DATA RECORDS:
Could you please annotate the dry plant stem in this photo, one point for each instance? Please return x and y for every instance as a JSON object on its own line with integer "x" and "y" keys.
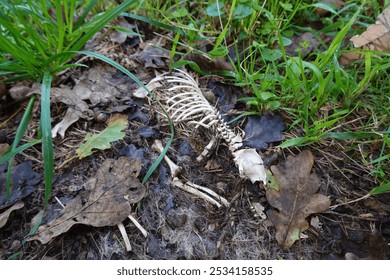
{"x": 175, "y": 169}
{"x": 125, "y": 237}
{"x": 138, "y": 225}
{"x": 189, "y": 187}
{"x": 349, "y": 202}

EXERCISE:
All of the material above must be retyped exactly, line for line, with the images dropped.

ANSWER BOX:
Could you please annotate the dry plant stem in this photo, one point for each instance? Please return x and y for every instance as a JSON object on its own line with integer "x" and "y" keys.
{"x": 175, "y": 169}
{"x": 125, "y": 237}
{"x": 138, "y": 225}
{"x": 189, "y": 187}
{"x": 349, "y": 202}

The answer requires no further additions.